_Selected passage_.

------------------------------------

CocoPod now integrates with CocoHealth — the context utilization monitor that watches the session's working memory and warns before reasoning degrades. When context utilization reaches the critical threshold, CocoHealth recommends running $pod checkpoint, which writes a structured recovery snapshot to lifecycle/checkpoint.md. Running $clear after a checkpoint, then $pod resume, is a first-class recovery path: not a workaround, but a designed workflow.

This is a choice about trust. CocoPlus doesn't trust the AI's session memory to persist important state. It trusts files. Files are readable, diffable, committable, inspectable. A file-based state store is a state store you can audit.

The Knowledge Graph

As a project accumulates Cortex AI functions, it outgrows the developer's ability to hold the whole thing in their head. Which functions share an evaluation dataset? Which capability depends on three others? Which function has no accuracy baseline? The answers exist in the codebase — scattered across SQL files, spec documents, prompt files, and evaluation configs.

CocoMap assembles these answers into a committed artifact. Five analysis agents work in parallel, each contributing a slice: function inventory, dependency edges, business capability mappings, evaluation infrastructure, and gap detection. Their results merge into coco-map.json — a knowledge graph with two views: a Structural view for technical dependency reasoning and a Domain view for business intent understanding.

The knowledge graph is not a diagram. It is a queryable data file that other CocoPlus features can read. CocoScout consults it when ranking context for build tasks. SecondEye can receive it as an artifact for impact analysis. The value is not in the graph itself — it is in what becomes visible when relationships are explicit: the hidden dependencies, the missing evaluations, the orphaned functions that nothing currently depends on.

Deferred Decisions

Development sessions produce two kinds of output: work product and insight. Work product is the SQL, the specs, the evaluation results. Insight is the realization mid-session that there's a better approach — but not right now, because right now you're building something else and the realization would derail the current work.

------------------------------------

_Collected data_.

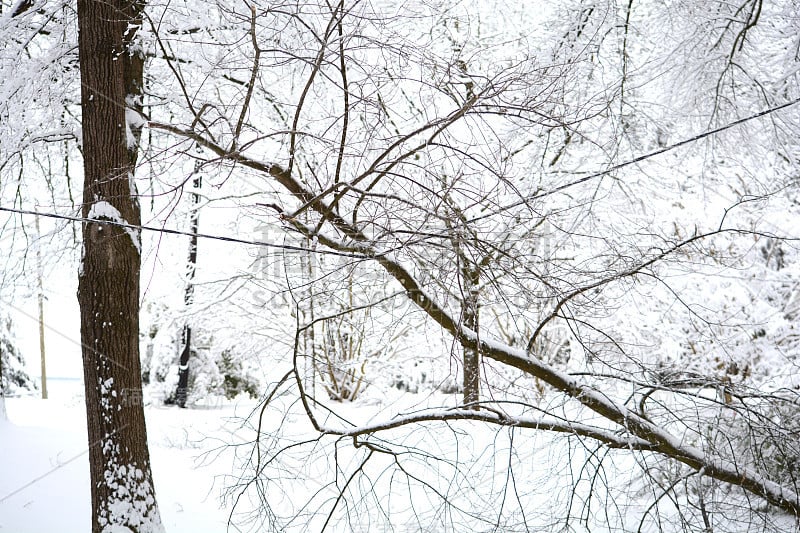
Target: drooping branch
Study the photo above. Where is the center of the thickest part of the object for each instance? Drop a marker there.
(657, 439)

------------------------------------

_What to do_.
(a) Name each slice that the five CocoMap analysis agents contribute, according to the CocoPlus passage.
(b) Write the next part of the CocoPlus passage, carrying on from its final sentence about deferred decisions.

_Solved tasks_.
(a)
- Function inventory
- Dependency edges
- Business capability mappings
- Evaluation infrastructure
- Gap detection

(b)
CocoSeed is the formalization of "not now, but not never." An idea stored with a trigger condition. The trigger is a statement about project state: "when CocoMap is committed," "when the evaluation baseline exceeds 90%," "when the Build phase completes." The idea is kept in .cocoplus/seeds/. The condition is evaluated at every session start. When it fires, the idea surfaces in the startup summary. The developer decides whether to promote it to the spec backlog or discard it.

This is a small feature with a precise purpose: reducing the cognitive load of remembering "we should eventually..." while eliminating the premature action that derails focused work. The trigger condition is the discipline. An idea without a trigger is just a note. A note is easily lost, easily forgotten, or — worse — acted on at the wrong time.

Working Backwards

There is an ancient design discipline in product development: write the press release before you write the specification. If you cannot describe the completed thing in a paragraph that someone would want to read, you do not yet understand what you are building.

CocoBloom encodes this discipline as an optional pre-spec phase. Four questions. Fifteen minutes. The output is a committed document that $spec reads as its first context — anchoring the specification to the original intent before the requirements dialogue begins. The bloom document stays in version control for the entire lifecycle. At review time and at ship time, it is still readable. The question "is this still the thing we said we were building?" has a written answer.

This is not bureaucracy. It is the difference between a specification that drifts gradually toward what is technically convenient and a specification that stays anchored to what was originally committed. The drift happens without the anchor. The anchor costs two minutes.

Genuine Independence

When one model is asked to play multiple roles, it does not produce multiple independent perspectives. It produces one perspective expressed in multiple voices. The Skeptic it voices shares the same prior as the Optimist it voices. Structured disagreement, same underlying judgment.

CocoKlatch addresses this not by improving the simulation but by abandoning it. Separate subagents are spawned simultaneously. Each receives only the topic brief. They have no knowledge of each other's assignment, no knowledge of each other's analysis. They produce independent conclusions. When the synthesis agent reads their outputs, it is reading genuinely different reasoning, not performed diversity.

The kaffeeklatsch metaphor is precise: an informal gathering where people speak freely rather than performing for a record. The value is not in the ritual — it is in the actual independence. Two agents who arrive at the same conclusion from different reasoning have confirmed something. Two agents who arrive at different conclusions have surfaced something. Neither result is possible when one agent plays both roles.

Distillation, Not Summarization

Summarization loses information. It compresses by discarding — keeping what seems important and dropping what doesn't. The problem is that "what seems important" is determined at compression time, before the reader's actual information need is known. A summary that was perfectly adequate for one question may omit exactly the fact needed for another.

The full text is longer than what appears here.